### Document excerpt
╔══

# please correct me the grammar



## Doris

i think this foro is  really important  . If someone want to learn is better .
well, congratulations


----------



## valerie

Doris, creo que tu mensaje no está en el foro adecuado. Mejor deberias preguntar en el foro español-ingles


----------



## Doris

ok Valerie
thanks


----------



## mkellogg

I think Doris found the right forum to say her congratulations.  


Thanks!  It is a pleasure to be able to help everyone learn.


----------



## Tomas Robinson

Doris said:
			
		

> i think this foro is  really important  . If someone want to learn is better .
> well, congratulations



Welcome to the forum, Doris!  

How long have you been speaking/writing/reading English? It is my native language, I have spoken English for 43 years (more or less  ). 

He tomando tres clases de español, la primera hace 3 años y tengo amigos en Puerto Rico, Mexico y Ecuador. Mi español no es super bueno, pero quiero aprender más cada día y practicar con otros miembros en este sitio.

I have used the forum for only a week. For questions about translations I think the "Spanish-English" forum is best because the people speak in both languages. Also, you can ask questions about English - in English - on the English-only forum.

¡Bienvenidos! ¡Buen suerte!


----------



## Focalist

> Doris, creo que tu mensaje no está en el foro adecuado. Mejor deberias preguntar en el foro español-ingles


El mensaje de Doris ¡sí que está en el "foro adecuado"! Doris no estaba preguntando, sino comentando ... en el foro "comments and suggestions". 

Doris, ¡te damos la bienvenida!

F


----------



## Tormenta

Doris said:
			
		

> i think this foro is  really important  . If someone want to learn is better .
> well, congratulations




Welcome Doris,

These forums are great for learning (and laughing); you might end up making some good friends as well  

Saludos,

Tormenta


----------



## Doris

un beso


			
				Focalist said:
			
		

> El mensaje de Doris ¡sí que está en el "foro adecuado"! Doris no estaba preguntando, sino comentando ... en el foro "comments and suggestions".
> 
> Doris, ¡te damos la bienvenida!
> 
> F


----------

╚══

### Set problem a
Answer these questions about the forum thread, one per line:
(i) For how many years has Tomas Robinson spoken English?
(ii) In which forum does Focalist say Doris was commenting?
(iii) What two words make up Doris's last post?
The forum thread and the records were gathered from separate sources.

### Data for processing

╔══

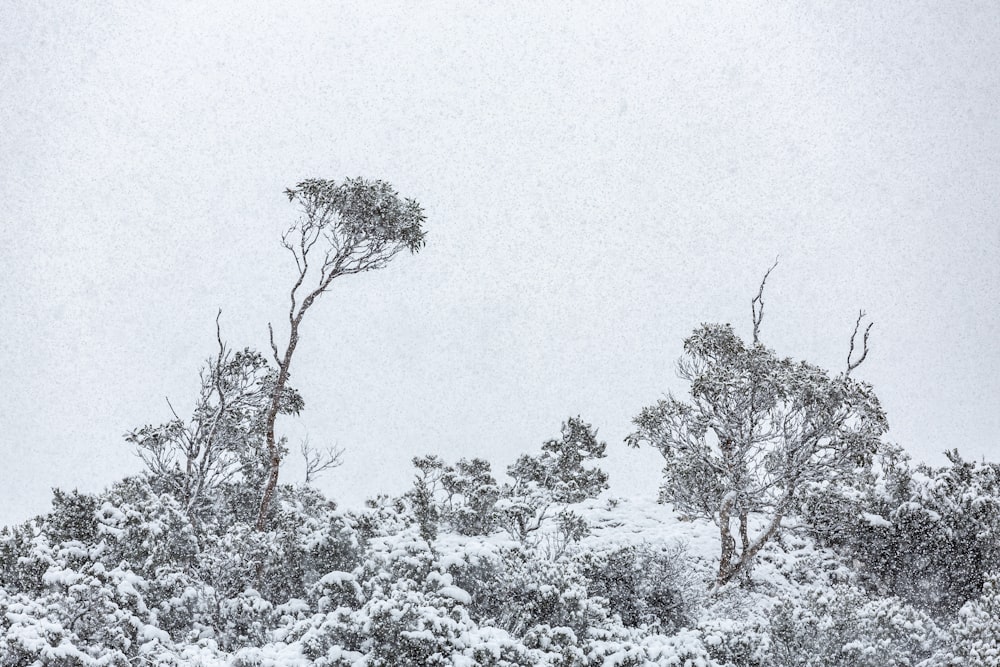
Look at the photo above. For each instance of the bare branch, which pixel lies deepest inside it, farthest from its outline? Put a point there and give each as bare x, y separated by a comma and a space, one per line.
318, 462
274, 347
852, 364
757, 304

╚══

### Set problem b
Turn the lines of the records into a numbered list, leaving out blank lines and any pictures.

### Correct output a
(i) 43 years, more or less
(ii) The "comments and suggestions" forum
(iii) un beso

### Correct output b
1. Look at the photo above. For each instance of the bare branch, which pixel lies deepest inside it, farthest from its outline? Put a point there and give each as bare x, y separated by a comma and a space, one per line.
2. 318, 462
3. 274, 347
4. 852, 364
5. 757, 304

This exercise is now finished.